■ WORK REQUEST
Go through the listing below and output it word for word.

● ● ● ●

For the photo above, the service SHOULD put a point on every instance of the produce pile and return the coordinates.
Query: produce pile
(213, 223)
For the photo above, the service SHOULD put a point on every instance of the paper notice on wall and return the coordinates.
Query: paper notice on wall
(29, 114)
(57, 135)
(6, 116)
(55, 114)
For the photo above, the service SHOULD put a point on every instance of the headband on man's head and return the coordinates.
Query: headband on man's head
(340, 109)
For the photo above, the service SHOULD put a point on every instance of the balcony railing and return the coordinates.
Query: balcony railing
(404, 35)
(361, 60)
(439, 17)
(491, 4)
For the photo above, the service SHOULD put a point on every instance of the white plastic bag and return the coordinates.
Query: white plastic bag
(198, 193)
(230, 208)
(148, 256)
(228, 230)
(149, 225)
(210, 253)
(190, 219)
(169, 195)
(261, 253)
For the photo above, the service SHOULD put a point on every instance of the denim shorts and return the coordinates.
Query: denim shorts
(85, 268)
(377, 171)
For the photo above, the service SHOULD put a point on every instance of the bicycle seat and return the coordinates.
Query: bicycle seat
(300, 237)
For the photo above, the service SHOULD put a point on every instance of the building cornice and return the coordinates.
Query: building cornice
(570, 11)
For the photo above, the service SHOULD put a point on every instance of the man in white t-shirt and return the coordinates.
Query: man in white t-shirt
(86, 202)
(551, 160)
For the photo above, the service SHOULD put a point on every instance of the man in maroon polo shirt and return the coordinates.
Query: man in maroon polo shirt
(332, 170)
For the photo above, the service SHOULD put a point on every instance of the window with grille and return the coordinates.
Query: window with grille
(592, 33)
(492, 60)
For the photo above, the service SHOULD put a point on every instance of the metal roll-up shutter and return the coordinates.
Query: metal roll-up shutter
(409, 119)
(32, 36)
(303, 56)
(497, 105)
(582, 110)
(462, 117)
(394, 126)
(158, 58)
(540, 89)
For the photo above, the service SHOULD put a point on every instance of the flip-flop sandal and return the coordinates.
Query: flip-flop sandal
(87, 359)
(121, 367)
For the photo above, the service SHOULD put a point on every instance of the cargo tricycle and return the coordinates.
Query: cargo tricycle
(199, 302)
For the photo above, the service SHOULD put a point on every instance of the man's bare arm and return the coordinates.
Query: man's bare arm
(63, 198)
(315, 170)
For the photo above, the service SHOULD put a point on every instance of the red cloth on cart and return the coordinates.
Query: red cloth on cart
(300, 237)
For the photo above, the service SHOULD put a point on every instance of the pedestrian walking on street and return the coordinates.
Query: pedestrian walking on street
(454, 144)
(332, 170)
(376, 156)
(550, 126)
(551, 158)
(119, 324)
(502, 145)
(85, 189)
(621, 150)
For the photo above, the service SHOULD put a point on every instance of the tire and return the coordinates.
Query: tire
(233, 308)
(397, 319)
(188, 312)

● ● ● ●

■ ANSWER AREA
For the photo above, the service SHOULD put a point on every instance of the produce pile and return the coordinates.
Query: produce pile
(213, 223)
For the photo above, the service SHOULD put a point on every instance of the paper notice on wall and return the coordinates.
Query: paper notice on wall
(29, 114)
(57, 135)
(6, 116)
(55, 114)
For the photo above, the service SHOULD put a point on every instance of the headband on man's head and return the coordinates.
Query: headband on man's head
(340, 109)
For the photo above, the service SHOULD put a point on every instance of the balcony railing and return the coordinates.
Query: balcony railing
(404, 35)
(361, 60)
(439, 17)
(491, 4)
For the photo above, the service SHOULD put a point on every instance of the white plastic bag and return the coordinates.
Query: white plastic bag
(198, 193)
(230, 208)
(148, 256)
(228, 230)
(149, 225)
(210, 253)
(190, 219)
(169, 195)
(261, 253)
For the photo above, the service SHOULD put a point on every instance of the denim shorts and return the coordinates.
Query: denim shorts
(85, 268)
(377, 171)
For the photo above, the service SHOULD put a point on every instance of the bicycle seat and return the coordinates.
Query: bicycle seat
(300, 237)
For the photo above, the service SHOULD put a point on every instance of the building cornice and return the coordinates.
Query: building cornice
(570, 11)
For the photo above, the service SHOULD put a point on every instance of the man in white t-shirt and return the coordinates.
Query: man in white t-shirt
(86, 202)
(551, 160)
For the photo above, the service SHOULD put a point on every instance of the man in maroon polo shirt and return the coordinates.
Query: man in maroon polo shirt
(332, 170)
For the photo above, the service SHOULD put a point on every instance of the window with grille and return the coordinates.
Query: window with grille
(592, 33)
(492, 60)
For the photo above, the service SHOULD put a point on every instance of the metal roll-up shutter and return the coordinates.
Query: metal roll-up shutter
(409, 119)
(32, 36)
(303, 56)
(497, 105)
(582, 110)
(462, 117)
(394, 126)
(158, 58)
(540, 89)
For the photo above, the service SHOULD put a point on every instance of the flip-flop sandal and return the coordinates.
Query: flip-flop sandal
(87, 359)
(121, 367)
For the photo above, the service SHOULD put a point on every instance of the cargo tricycle and return the coordinates.
Query: cargo tricycle
(199, 302)
For the photo above, the service SHOULD put a point on every instance of the man's bare arm and return the coordinates.
Query: man's bare arm
(63, 198)
(315, 170)
For the photo above, the service SHOULD put a point on every instance of the red cloth on cart and return the coordinates.
Query: red cloth on cart
(300, 237)
For the photo above, the service SHOULD put a point on every instance of the pedestrian walking on street and return the coordinates.
Query: pedestrian walking on street
(454, 144)
(332, 170)
(376, 156)
(550, 126)
(551, 158)
(119, 324)
(502, 145)
(85, 189)
(621, 150)
For the photo above, the service SHOULD put a point on every instance of the tire and return the coordinates.
Query: tire
(233, 308)
(397, 319)
(188, 312)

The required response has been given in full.